▶ Data for processing:
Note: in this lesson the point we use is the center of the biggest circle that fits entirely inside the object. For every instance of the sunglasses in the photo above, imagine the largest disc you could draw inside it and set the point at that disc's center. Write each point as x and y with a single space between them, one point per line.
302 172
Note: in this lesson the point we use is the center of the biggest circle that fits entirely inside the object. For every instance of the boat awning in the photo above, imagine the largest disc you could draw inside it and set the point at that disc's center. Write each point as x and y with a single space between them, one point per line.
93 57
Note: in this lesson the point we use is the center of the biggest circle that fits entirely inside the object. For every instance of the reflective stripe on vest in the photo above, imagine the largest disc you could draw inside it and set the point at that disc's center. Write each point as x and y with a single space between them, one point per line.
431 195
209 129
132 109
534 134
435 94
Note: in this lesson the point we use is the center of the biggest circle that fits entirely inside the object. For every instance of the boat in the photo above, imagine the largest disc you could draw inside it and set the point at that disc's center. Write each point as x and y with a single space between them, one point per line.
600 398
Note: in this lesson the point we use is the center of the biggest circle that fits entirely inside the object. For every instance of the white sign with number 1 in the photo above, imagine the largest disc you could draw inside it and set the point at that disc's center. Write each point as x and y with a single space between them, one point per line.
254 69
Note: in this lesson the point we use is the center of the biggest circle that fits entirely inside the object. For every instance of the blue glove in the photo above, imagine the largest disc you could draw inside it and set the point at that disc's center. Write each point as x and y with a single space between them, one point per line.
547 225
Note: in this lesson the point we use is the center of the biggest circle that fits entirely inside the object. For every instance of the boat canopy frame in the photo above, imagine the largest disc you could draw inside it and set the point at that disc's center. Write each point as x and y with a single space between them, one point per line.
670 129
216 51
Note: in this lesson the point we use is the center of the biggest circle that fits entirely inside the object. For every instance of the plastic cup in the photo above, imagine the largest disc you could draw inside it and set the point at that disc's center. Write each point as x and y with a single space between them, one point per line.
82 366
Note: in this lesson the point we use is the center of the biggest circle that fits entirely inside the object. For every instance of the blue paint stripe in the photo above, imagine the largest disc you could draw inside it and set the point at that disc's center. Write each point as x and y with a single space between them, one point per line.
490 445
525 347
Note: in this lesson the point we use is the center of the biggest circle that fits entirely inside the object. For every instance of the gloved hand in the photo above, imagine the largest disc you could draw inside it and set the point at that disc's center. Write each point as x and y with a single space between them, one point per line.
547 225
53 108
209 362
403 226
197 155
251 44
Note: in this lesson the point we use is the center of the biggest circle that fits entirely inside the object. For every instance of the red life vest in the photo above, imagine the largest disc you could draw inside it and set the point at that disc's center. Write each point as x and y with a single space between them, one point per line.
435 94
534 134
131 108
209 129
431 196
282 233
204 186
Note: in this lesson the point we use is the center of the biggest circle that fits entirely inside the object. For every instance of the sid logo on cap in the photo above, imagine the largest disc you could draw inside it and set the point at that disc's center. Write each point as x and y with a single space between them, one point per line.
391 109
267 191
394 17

▶ Problem to solve:
The reply should consist of the records, reproduced exactly.

▶ Solution to this problem:
Note: in this lesson the point we use is the center of the biggest circle that fits entirely inside the object. For every instance of the sunglasses in the photo above, imagine the largest disc you could draw inside it and set the point at that disc's center. Write each point as x and y with a single space between them, one point per line.
302 172
Note: in this lesson the point we use is the center of the biggest circle that fits entirely inside the object. For every instance of the boat awning in the photo above, imagine the largest disc you could draw inside it and set the point at that disc's center. Write each point as x and y with a single space between them, one point per line.
93 57
Note: in this lesson the point we use is the center of the biggest circle that fits entirely inside the object. For every instance of the reflective stripe on vest in the photo above, imagine the largest disc you could draw inside it and set the point at that disc's center. Write each point as x and y with a single space between them, one point per line.
431 195
209 129
132 109
534 134
435 94
Note: in this lesson the point we use is the center of the biggest circle that fits entirely inside the object. For every instance of the boat in the photo above, imagine the largest disc you could draw inside it and set the point at that disc's center. Write each point as x and y with a single space between them, one point per line.
600 398
Note: in this lesson the point we use is the center of the biggest circle that fits entirely inside the object. For every instance of the white sign with number 1 in the photo above, imagine the largest disc you could draw inside it and set the point at that disc's center. Write each point as x and y with a single space between them, one point per line.
254 69
Note: in this lesson the point we use is the center of the biggest circle that fits entirely inside the object. For every instance of the blue glove in the photo above, imagine the largest disc you could draw inside it and set the point at that disc's center. Write each point as x and y with a single space between them, one point per line.
547 225
Note: in this lesson the point we use is the center of the biggest circle that fits entirely inside the object. For every instance of the boat canopy frame in the photo above, imagine the largest disc you could draw inside it and set the point at that disc's center. Write each point as x and y with a single space between them, one point per line.
670 129
216 51
Note: in this lesson the point we use is the center of the biggest circle that fits entirely inside the object. For every instance of the plastic cup in the photo above, imagine the largest disc you could draw inside it and set the point at that disc's center. Write each point as x and y with a single space between them, one point per line.
82 366
Note: in this lesson the point we use is the center of the biggest circle that fits entirely inside the object. For every instance of the blue paint stripe in the photo above, imagine the largest disc you could draw inside it and set the point at that disc's center. Write each point as x and y with a single space between them, one point per line.
490 445
525 347
Note: in this lesson the point we use is the center of the biggest circle that fits entirely inside the object. For every instance of the gloved hand in the photo above, imagine the largest disc you could draw inside it and set the point at that disc's center. Write each point as x and y with a single space between them, one point per line.
547 225
53 108
209 362
403 226
197 155
251 44
Note: in this lesson the point we use is the center of the biggest circle that fits entirely inside the object. For every instance of the red life vest in the photo above, imagine the largest disc you could draw inside it and set the point at that disc's center. Write each point as x and y with a single space between them, one point per line.
435 94
534 134
131 108
209 129
431 196
282 233
204 186
Note: in this lesson the point we use is the center of the biggest circle that fits entirely inside the object. For every instance of the sid logo on cap in the photo above, imagine the largest disc you could draw inside it and set the point at that disc's center. Write each point as x and y with a single space between them, one point per line.
391 109
267 191
394 17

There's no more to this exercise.